▸ **Task to complete**: Restate word for word every entry that appears below, skipping its pictures.
[Opening Data provided section]
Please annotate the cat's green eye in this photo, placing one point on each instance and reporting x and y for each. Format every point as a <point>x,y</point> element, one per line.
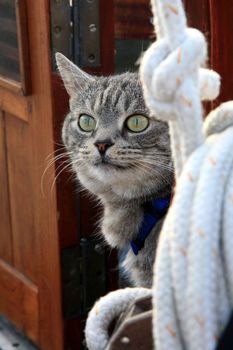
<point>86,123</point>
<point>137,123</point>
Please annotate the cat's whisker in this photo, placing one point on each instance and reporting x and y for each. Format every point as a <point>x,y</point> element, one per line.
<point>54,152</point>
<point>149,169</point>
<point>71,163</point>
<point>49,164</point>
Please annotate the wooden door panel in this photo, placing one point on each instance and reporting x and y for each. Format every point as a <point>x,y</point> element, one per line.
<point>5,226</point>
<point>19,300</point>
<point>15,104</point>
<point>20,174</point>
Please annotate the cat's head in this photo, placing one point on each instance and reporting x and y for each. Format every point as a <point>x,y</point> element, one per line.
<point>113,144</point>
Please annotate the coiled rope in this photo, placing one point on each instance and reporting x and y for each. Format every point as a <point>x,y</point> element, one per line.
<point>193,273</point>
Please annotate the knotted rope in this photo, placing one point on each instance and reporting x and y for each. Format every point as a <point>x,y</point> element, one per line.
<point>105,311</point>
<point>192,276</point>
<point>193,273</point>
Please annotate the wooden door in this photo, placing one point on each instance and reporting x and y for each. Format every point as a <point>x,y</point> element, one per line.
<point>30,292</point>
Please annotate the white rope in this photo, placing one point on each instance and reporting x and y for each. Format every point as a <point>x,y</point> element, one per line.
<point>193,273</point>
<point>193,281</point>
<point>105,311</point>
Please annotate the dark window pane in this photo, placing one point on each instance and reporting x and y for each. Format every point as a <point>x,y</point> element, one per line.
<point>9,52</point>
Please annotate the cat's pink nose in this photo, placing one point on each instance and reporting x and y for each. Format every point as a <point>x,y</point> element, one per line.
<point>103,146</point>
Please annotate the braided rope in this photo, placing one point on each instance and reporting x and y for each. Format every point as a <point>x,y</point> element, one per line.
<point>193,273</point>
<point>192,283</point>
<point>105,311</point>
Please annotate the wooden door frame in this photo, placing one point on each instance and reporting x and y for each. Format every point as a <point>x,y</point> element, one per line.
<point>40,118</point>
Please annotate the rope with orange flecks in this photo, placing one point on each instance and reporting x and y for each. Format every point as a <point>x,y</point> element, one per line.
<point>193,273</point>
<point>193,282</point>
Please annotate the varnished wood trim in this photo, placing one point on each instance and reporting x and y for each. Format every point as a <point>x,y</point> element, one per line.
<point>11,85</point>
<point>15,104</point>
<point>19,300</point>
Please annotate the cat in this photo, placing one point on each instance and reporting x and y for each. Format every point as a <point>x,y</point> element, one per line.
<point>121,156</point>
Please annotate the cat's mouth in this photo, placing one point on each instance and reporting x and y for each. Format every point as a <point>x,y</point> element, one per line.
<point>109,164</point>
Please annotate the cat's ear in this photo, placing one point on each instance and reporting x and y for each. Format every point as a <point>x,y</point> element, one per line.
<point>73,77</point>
[Closing Data provided section]
▸ **Written response**:
Please annotate the cat's green eye in this photo, placing one point on each instance and reporting x and y for each. Format every point as a <point>x,y</point> element, one per line.
<point>86,123</point>
<point>137,123</point>
Please annotate the cat's whisker in this photo, placing one point on each instance and reporting x and y for each. Format every point as a <point>x,y</point> element, one per line.
<point>54,152</point>
<point>149,169</point>
<point>71,163</point>
<point>49,164</point>
Please annotate the wooden door panel in this photo, placing one point on each instance and reporting x and y for each. Format every point as a <point>x,y</point> element, one per line.
<point>5,226</point>
<point>19,300</point>
<point>15,104</point>
<point>20,174</point>
Please annotate the cat's head in this photo, placing one point on each instance and reporting x and y for each. Format every point as a <point>x,y</point> element, one per line.
<point>113,144</point>
Please annotate the coiled rope in this photo, placing one point on each instance and reporting x and y for each. Format every point as a <point>x,y</point> element, one per line.
<point>193,273</point>
Please annotate the knotted rope in this photo, placing one point on each instance and reporting x and y for each. Format every point as a <point>x,y</point> element, one per line.
<point>105,311</point>
<point>192,276</point>
<point>193,273</point>
Please annotate the wooden door in this photo, placing one point on each instance and reporting x and y for each. Format every point as a <point>x,y</point> element, one per line.
<point>30,292</point>
Please annotate the white rope in this photo, placing one point on each instance and reporting x and y for each. Format every point as a <point>x,y</point> element, one per line.
<point>193,273</point>
<point>193,281</point>
<point>105,311</point>
Please annotate the dark window pane in this photo, placing one point on each instance and reporting x and y for each. Format every point as a <point>x,y</point> element, one per line.
<point>9,52</point>
Please annotate the cat's pink nose in this photo, placing one point on each instance and reporting x and y for each. Format every point as a <point>x,y</point> element, one per line.
<point>103,146</point>
Please annotate the braided rope in this photo, placing one point on each instance and reporting x and y for each. Format every point as a <point>x,y</point> element, one per line.
<point>193,273</point>
<point>192,283</point>
<point>105,311</point>
Please annotate the wooden door frame in this photo, placing one point on each instance and reporting x and y for each. Format every point as a <point>x,y</point> element, one per line.
<point>40,118</point>
Please annotate the rope with orange flecks in this photo, placing one point on each instance and reporting x and y for each. Format every point as a <point>x,y</point> element, one per line.
<point>193,273</point>
<point>193,282</point>
Please annotate the varnished wood trim in this photo, placing one point on each instance and reporting x and y for each. Format every point as a <point>x,y</point> element, one per line.
<point>11,85</point>
<point>15,104</point>
<point>19,300</point>
Please annotate the cat in this photo, placing one point on each instance and reporting x and y for each. Format every point as a <point>x,y</point> element, one per line.
<point>121,156</point>
Please annotate the cat's mouth in this photo, placing one point on each instance and reporting x and y for each. Format every point as a <point>x,y</point> element, one per line.
<point>109,164</point>
Please annotate the cat's ear in this photo, placing one point on each instance and reporting x and y for each. Format every point as a <point>x,y</point> element, one per line.
<point>73,77</point>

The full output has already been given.